Your objective
Pick out each line in the items below that contains the word "door" and copy those lines. Case matters.

── Dataset records

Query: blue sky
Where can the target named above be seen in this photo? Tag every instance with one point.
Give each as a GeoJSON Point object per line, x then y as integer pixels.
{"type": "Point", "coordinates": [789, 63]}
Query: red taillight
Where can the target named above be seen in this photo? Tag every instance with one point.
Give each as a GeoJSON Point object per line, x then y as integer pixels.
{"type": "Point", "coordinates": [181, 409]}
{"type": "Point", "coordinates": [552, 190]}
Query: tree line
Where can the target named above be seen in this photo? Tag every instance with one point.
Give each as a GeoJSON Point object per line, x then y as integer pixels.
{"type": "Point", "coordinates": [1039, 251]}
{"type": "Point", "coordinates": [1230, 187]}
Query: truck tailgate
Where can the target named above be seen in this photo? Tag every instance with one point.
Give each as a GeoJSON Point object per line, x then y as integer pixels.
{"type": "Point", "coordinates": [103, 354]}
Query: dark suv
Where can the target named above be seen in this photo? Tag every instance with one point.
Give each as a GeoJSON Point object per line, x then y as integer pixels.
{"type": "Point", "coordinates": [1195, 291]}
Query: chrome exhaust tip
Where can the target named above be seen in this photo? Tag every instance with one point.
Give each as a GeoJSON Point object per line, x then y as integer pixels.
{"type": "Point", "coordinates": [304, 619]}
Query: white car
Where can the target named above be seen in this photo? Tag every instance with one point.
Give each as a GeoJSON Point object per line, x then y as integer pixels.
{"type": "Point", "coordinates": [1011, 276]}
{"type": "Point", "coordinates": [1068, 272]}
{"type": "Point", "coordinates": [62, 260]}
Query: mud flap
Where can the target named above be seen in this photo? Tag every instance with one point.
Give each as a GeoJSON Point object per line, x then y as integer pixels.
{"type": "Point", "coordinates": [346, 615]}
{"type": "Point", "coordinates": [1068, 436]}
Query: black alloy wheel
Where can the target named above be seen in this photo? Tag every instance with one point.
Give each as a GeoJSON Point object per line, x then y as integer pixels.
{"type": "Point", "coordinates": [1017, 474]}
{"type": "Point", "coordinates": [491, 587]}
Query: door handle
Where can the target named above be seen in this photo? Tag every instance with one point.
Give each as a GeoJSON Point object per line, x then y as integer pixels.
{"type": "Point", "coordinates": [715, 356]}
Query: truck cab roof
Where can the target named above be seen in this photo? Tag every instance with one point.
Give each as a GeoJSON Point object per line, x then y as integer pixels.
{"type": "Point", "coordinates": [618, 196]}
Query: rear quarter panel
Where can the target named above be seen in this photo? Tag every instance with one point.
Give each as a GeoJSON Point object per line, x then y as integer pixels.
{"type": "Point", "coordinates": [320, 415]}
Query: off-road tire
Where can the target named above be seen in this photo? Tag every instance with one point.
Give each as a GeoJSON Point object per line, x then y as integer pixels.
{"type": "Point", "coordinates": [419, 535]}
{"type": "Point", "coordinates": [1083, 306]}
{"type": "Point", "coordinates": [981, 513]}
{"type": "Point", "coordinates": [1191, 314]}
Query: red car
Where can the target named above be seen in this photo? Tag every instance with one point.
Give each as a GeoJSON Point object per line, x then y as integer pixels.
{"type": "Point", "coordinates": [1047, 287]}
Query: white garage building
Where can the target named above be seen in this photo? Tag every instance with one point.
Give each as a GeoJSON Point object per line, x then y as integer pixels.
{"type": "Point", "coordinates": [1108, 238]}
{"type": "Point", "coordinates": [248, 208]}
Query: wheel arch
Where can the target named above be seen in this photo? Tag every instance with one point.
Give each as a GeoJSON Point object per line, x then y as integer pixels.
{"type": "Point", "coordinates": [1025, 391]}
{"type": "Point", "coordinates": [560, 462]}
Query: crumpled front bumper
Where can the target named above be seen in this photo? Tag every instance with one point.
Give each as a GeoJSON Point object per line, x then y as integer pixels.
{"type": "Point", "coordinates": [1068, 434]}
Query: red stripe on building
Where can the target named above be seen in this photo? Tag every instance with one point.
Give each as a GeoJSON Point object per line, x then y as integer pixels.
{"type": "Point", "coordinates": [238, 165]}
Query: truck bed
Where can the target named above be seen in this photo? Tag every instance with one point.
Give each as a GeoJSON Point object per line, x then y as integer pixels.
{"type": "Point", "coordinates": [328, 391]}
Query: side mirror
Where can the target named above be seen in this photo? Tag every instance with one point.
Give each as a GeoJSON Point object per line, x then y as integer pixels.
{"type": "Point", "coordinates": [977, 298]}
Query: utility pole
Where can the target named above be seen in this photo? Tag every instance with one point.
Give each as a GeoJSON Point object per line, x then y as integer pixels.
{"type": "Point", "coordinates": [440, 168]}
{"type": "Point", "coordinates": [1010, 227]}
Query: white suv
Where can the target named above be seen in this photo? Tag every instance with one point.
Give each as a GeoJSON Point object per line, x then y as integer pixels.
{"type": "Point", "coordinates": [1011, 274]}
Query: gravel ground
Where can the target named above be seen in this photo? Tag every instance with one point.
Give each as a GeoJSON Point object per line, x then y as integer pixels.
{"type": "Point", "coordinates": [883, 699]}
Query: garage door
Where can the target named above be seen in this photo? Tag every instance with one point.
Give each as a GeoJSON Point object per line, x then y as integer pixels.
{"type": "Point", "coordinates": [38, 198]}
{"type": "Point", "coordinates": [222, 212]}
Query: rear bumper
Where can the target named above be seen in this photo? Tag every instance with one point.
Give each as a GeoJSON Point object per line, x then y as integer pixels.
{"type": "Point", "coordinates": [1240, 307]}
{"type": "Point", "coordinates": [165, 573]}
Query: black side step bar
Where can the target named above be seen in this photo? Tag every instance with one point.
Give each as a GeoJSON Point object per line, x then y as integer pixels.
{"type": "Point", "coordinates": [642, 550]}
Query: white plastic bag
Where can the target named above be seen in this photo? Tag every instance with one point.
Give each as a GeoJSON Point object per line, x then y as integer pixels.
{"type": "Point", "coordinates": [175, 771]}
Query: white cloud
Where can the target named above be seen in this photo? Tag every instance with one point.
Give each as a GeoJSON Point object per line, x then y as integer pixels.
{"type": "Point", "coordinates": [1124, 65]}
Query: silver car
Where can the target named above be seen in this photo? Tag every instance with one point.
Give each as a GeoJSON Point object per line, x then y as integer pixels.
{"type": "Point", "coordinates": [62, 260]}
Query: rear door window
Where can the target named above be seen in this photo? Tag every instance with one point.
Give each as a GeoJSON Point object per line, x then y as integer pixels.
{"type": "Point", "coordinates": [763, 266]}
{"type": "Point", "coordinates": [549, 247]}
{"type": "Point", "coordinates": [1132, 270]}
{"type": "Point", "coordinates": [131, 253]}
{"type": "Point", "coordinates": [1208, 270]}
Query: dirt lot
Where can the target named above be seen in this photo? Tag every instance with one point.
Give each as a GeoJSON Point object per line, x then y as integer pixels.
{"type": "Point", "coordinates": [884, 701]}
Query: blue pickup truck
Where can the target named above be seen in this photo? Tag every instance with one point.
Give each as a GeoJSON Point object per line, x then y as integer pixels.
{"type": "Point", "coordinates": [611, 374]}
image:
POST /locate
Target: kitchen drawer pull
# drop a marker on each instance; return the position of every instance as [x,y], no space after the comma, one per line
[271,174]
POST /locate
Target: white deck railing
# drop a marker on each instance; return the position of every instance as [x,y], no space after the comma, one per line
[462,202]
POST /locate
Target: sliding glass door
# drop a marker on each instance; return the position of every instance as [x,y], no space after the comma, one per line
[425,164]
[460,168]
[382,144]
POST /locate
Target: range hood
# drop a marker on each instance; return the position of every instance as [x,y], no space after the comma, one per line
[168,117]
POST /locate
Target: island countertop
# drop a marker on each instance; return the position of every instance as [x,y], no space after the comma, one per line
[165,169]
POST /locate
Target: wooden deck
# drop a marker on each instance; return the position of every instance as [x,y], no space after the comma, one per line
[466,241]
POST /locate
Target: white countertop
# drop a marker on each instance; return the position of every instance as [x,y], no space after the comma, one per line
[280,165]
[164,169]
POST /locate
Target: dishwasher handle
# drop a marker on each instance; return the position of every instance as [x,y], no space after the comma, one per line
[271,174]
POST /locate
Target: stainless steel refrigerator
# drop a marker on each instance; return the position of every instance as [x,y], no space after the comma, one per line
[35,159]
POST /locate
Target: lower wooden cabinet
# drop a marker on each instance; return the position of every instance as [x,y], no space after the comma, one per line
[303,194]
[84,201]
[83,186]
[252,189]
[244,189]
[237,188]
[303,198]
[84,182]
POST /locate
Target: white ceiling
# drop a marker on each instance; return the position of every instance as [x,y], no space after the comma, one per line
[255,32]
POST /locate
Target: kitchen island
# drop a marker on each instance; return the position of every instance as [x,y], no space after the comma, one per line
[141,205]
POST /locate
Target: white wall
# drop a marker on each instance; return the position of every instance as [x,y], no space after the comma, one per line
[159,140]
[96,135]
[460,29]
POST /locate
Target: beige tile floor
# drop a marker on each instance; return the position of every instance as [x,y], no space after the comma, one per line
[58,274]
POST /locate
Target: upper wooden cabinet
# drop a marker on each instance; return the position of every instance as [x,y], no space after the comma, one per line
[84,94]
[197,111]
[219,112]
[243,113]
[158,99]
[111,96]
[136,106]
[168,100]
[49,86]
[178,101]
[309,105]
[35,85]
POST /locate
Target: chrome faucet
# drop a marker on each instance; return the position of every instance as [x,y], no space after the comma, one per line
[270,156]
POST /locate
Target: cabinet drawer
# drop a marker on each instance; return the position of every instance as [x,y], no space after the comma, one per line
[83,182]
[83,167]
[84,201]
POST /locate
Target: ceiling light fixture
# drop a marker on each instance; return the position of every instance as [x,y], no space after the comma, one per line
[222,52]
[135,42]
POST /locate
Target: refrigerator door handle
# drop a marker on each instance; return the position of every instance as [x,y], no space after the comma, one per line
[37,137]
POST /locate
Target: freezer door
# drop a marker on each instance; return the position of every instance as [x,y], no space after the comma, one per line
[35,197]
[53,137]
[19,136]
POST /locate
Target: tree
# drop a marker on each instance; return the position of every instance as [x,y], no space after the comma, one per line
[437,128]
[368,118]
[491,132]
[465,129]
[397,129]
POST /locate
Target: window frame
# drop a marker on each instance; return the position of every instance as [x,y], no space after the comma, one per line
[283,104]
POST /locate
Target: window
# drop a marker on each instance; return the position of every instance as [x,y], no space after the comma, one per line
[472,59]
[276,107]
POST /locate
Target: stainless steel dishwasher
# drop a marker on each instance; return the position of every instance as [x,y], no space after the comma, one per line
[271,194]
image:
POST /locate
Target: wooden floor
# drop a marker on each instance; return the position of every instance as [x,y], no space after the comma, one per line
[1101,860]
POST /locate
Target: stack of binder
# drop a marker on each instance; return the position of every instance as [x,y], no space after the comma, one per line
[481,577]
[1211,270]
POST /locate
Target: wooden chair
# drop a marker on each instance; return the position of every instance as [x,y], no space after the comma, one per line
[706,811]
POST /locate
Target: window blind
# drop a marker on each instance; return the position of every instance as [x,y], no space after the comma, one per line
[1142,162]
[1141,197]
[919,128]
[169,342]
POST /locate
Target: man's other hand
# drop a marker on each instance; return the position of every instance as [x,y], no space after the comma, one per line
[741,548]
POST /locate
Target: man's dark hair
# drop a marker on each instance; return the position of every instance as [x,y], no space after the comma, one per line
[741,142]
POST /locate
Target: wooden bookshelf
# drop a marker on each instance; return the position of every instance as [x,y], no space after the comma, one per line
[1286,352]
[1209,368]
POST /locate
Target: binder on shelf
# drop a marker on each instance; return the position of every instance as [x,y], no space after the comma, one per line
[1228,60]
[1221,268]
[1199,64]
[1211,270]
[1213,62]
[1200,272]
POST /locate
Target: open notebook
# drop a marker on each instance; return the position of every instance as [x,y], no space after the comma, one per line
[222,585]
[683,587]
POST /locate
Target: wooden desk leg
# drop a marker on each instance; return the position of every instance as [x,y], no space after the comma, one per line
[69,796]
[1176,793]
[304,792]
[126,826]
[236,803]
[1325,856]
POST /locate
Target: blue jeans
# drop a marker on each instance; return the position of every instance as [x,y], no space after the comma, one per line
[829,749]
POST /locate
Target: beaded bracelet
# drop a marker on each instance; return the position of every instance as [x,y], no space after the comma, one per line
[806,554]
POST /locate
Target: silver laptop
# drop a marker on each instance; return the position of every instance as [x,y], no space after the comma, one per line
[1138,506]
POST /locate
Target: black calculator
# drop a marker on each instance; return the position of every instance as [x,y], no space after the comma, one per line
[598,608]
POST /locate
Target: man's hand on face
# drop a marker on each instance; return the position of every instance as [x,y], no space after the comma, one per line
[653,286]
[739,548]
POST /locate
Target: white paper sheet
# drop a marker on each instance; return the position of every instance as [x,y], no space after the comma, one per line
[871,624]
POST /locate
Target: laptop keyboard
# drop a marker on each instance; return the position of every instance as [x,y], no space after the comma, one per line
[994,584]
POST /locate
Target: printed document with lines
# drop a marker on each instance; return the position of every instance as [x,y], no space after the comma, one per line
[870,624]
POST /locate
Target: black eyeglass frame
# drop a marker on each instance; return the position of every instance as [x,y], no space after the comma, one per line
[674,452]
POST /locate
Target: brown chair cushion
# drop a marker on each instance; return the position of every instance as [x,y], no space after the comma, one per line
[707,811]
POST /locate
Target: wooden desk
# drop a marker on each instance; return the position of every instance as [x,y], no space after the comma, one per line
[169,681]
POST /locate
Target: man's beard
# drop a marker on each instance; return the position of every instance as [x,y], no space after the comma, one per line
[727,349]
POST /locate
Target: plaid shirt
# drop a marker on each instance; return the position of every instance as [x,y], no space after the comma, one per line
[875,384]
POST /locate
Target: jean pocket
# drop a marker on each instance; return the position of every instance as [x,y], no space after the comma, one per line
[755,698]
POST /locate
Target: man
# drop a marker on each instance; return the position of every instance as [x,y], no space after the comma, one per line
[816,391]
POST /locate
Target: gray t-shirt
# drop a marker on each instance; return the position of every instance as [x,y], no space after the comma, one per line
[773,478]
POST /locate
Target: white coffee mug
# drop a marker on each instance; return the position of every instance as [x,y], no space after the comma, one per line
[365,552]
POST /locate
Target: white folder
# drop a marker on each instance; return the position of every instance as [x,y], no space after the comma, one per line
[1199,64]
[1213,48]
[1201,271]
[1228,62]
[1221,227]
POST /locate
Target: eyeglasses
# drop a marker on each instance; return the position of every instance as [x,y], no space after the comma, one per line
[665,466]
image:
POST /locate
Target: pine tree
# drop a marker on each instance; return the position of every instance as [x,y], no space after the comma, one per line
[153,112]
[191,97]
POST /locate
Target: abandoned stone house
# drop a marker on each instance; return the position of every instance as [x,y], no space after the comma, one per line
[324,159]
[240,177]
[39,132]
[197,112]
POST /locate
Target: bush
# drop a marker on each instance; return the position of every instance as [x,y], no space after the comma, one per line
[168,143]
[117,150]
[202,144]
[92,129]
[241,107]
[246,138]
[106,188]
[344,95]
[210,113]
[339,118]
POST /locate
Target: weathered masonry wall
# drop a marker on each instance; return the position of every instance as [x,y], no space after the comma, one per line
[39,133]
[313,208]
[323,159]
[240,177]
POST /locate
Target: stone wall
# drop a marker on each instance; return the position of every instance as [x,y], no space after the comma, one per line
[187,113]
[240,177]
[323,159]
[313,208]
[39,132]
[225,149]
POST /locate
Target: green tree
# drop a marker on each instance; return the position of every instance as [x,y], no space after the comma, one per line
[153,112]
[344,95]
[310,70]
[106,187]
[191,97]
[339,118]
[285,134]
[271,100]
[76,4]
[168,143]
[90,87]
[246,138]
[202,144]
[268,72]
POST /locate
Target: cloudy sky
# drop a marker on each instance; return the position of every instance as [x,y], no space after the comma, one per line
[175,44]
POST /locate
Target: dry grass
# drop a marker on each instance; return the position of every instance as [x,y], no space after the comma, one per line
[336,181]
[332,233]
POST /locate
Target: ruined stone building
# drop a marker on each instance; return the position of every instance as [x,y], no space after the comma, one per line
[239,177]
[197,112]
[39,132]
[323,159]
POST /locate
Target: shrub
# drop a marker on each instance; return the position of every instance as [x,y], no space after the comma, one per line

────

Output below
Query: door handle
Query: garage door
Query: rear door window
Target: sliding glass door
Target: refrigerator door handle
Target: freezer door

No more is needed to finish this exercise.